**DIRECTIONS**.
Reproduce all of the material below, requests included, and increase every point coordinate in the answers by 108 while leaving the requests and their format samples unchanged. Omit the pictures from the reply.

**DATA TO PROCESS**.
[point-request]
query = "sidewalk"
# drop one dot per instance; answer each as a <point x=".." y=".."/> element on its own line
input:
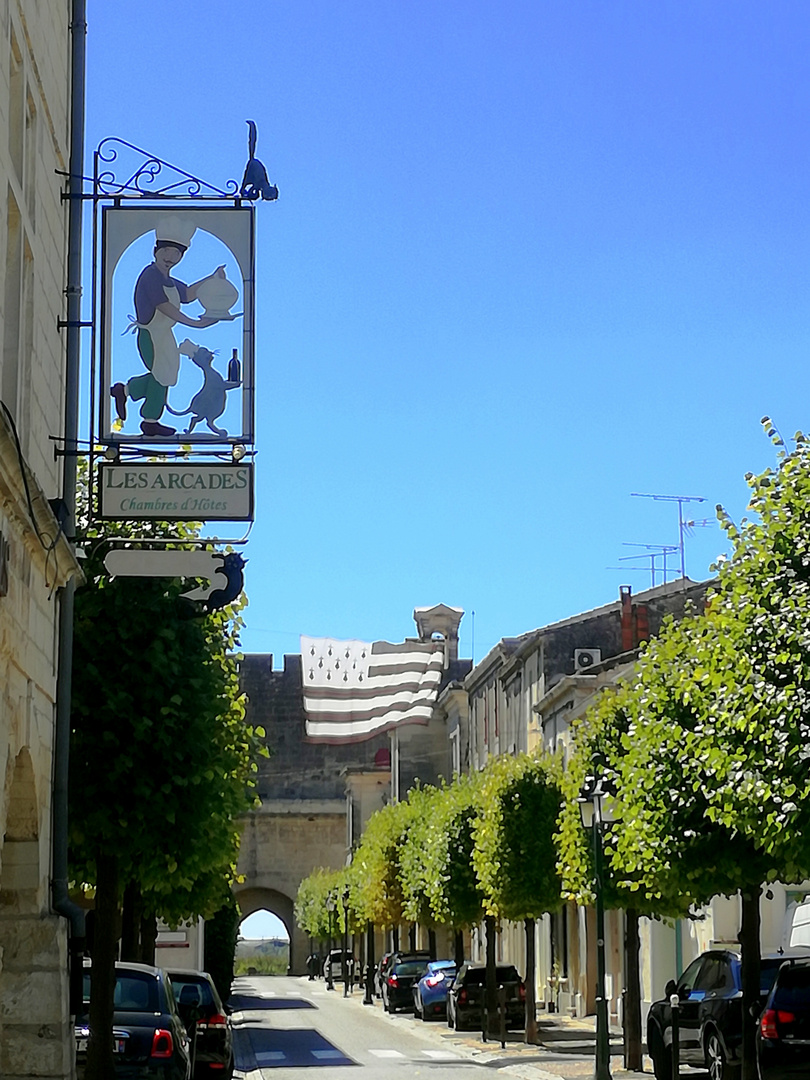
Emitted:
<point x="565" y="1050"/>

**CORRECT RESPONSE**.
[point-request]
query = "sidewalk"
# drop one dot per instance; answer each as a <point x=".." y=".."/> element on its own line
input:
Emitted:
<point x="673" y="1158"/>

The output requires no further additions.